## INSTRUCTIONS TO FOLLOW
Reproduce the entries from the line containing "eye. For every instance, give the bounding box." through the line containing "[351,556,506,697]" as a numbered list, one line per item, skipping any blank lines.

## EXERCISE DATA
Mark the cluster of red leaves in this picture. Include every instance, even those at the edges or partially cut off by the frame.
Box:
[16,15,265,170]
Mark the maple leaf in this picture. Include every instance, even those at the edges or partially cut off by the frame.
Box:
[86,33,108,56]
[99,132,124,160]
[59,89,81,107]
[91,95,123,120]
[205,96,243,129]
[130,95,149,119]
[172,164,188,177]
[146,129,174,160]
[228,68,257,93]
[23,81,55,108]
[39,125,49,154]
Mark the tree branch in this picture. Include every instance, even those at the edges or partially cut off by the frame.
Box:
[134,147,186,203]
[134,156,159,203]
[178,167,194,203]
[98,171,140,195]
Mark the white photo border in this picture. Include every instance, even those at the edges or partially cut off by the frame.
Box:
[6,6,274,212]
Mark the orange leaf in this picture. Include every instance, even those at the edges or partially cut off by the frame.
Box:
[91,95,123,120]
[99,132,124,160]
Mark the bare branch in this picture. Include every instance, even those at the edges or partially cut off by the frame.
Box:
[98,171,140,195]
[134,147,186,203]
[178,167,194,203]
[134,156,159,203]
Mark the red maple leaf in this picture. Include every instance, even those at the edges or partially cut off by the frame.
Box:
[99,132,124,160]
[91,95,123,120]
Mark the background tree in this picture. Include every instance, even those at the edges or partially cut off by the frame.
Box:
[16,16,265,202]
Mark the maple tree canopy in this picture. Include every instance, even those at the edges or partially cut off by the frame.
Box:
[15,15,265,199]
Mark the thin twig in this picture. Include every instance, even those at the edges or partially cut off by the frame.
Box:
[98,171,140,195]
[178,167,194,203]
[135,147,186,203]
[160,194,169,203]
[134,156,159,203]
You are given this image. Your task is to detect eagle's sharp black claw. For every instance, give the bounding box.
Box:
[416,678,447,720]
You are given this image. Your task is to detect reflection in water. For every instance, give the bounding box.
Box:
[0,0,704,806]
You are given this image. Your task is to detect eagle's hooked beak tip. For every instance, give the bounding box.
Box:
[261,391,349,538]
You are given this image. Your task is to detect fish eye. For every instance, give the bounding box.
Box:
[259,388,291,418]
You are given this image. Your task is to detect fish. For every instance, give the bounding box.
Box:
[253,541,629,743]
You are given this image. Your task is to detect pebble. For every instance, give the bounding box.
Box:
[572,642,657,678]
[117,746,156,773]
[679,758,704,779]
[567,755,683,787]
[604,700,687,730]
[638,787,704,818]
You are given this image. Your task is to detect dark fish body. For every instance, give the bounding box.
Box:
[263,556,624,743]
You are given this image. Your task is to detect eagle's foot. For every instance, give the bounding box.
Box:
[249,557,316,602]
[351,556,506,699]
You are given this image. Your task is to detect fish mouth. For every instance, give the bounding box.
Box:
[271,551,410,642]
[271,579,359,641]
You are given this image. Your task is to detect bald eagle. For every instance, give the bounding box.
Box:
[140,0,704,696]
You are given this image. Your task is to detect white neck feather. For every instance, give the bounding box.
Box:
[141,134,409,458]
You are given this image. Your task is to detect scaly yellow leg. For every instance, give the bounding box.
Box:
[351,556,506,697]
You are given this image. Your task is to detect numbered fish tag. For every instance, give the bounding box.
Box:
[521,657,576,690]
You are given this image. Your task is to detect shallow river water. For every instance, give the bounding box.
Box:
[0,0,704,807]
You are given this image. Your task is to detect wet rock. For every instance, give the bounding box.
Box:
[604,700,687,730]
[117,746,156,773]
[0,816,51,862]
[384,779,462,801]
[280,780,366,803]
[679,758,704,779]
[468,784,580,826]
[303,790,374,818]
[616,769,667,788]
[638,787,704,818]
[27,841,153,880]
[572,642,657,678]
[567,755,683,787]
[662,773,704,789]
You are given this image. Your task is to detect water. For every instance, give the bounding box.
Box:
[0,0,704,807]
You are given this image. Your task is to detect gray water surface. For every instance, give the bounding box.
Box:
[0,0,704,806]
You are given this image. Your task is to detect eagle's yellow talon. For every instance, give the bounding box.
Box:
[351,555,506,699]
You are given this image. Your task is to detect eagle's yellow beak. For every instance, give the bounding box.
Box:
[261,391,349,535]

## ANSWER FOR THE TASK
1. You are given this image. Your task is to detect fish eye. For every instance, give the bounding box.
2. Box:
3. [259,388,291,418]
4. You are given this image. Your task is to detect fish. For every instance, give the bounding box.
5. Box:
6. [253,541,629,743]
7. You are given this image. Your task is to detect pebble. For every instance, give the bounding box.
8. Box:
9. [572,642,657,678]
10. [117,746,156,773]
11. [679,758,704,779]
12. [567,755,683,787]
13. [604,700,687,730]
14. [638,787,704,818]
15. You are given this image. Your task is to detect dark fish body. For every instance, give the bounding box.
16. Box:
17. [263,556,624,743]
18. You are given this image. Your task is to detect eagle's foot. For every instance, give the bounding box.
19. Box:
20. [249,557,316,602]
21. [351,556,506,699]
22. You are given this image. Your task is to detect fish mouth. For every instance, give the bounding box.
23. Box:
24. [271,551,410,642]
25. [271,579,359,641]
26. You are given this image. Your task is to detect bald eagle. For every instance, give the bounding box.
27. Box:
28. [140,0,704,696]
29. You are given this image. Your task is to detect white neck feather. For every instance, give the bounding box.
30. Box:
31. [141,134,409,458]
32. You are given this image. Your task is to detect scaly yellow leg. For every instance, give the bounding box.
33. Box:
34. [351,556,506,697]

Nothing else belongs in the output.